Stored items
━━━━━━━━━━━━━━━━━━━━━━━━━━━━━━

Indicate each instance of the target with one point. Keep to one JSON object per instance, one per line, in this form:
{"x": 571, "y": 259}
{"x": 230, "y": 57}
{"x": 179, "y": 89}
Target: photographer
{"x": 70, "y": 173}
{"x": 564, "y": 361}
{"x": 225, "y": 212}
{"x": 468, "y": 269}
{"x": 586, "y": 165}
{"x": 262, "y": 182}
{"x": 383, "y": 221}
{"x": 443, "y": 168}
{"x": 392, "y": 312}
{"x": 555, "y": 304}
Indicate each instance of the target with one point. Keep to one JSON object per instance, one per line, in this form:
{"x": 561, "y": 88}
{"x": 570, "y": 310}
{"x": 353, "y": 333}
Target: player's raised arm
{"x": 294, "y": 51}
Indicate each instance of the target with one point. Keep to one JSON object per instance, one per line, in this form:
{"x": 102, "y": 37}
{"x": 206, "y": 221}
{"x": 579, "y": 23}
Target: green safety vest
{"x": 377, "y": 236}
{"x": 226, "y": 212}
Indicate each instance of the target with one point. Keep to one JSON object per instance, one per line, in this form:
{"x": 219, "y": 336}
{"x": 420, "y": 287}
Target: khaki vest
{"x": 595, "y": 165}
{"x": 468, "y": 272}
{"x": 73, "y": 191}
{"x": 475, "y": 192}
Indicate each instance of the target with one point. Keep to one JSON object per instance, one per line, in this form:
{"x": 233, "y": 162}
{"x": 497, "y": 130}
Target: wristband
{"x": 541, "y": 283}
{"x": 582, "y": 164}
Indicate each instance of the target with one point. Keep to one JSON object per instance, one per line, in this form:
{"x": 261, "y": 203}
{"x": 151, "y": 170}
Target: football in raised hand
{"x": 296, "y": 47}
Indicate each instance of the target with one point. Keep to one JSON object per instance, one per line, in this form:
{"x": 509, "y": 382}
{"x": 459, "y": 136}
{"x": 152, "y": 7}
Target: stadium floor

━━━━━━━━━━━━━━━━━━━━━━━━━━━━━━

The output should match the records above exactly, line for line.

▶ _Task result_:
Indicate each instance of the target with one point. Keep to one JSON object per instance, one per line, in this form:
{"x": 571, "y": 259}
{"x": 230, "y": 57}
{"x": 179, "y": 89}
Target: photographer
{"x": 70, "y": 173}
{"x": 564, "y": 361}
{"x": 225, "y": 212}
{"x": 468, "y": 269}
{"x": 586, "y": 165}
{"x": 262, "y": 182}
{"x": 383, "y": 221}
{"x": 443, "y": 168}
{"x": 392, "y": 312}
{"x": 555, "y": 304}
Indicate each instance of the target with one point. Keep to one JSON object per instance, one per line, in this form:
{"x": 561, "y": 88}
{"x": 570, "y": 310}
{"x": 353, "y": 333}
Target: player's raised arm
{"x": 294, "y": 51}
Indicate each instance of the target with one point. Keep to one JSON object per instance, one per line, in this form:
{"x": 102, "y": 37}
{"x": 206, "y": 221}
{"x": 579, "y": 23}
Target: green safety vest
{"x": 377, "y": 236}
{"x": 226, "y": 212}
Indicate each instance of the target with one point. Keep to one JSON object per instance, one per line, in this form:
{"x": 219, "y": 336}
{"x": 420, "y": 287}
Target: khaki vest
{"x": 595, "y": 165}
{"x": 468, "y": 272}
{"x": 73, "y": 191}
{"x": 475, "y": 192}
Indicate each instance of the target with one point. Keep to one JSON object per instance, one per line, in this form:
{"x": 233, "y": 162}
{"x": 497, "y": 130}
Target: wristband
{"x": 541, "y": 283}
{"x": 582, "y": 164}
Indicate each instance of the target with one point. Keep to one JSON object per instance, one per line, in this form:
{"x": 261, "y": 203}
{"x": 151, "y": 170}
Target: football in raised hand
{"x": 296, "y": 47}
Indicate each instance of the target with one point. Keep to one JSON object per instance, one per line, in this form:
{"x": 509, "y": 382}
{"x": 459, "y": 136}
{"x": 152, "y": 7}
Target: stadium floor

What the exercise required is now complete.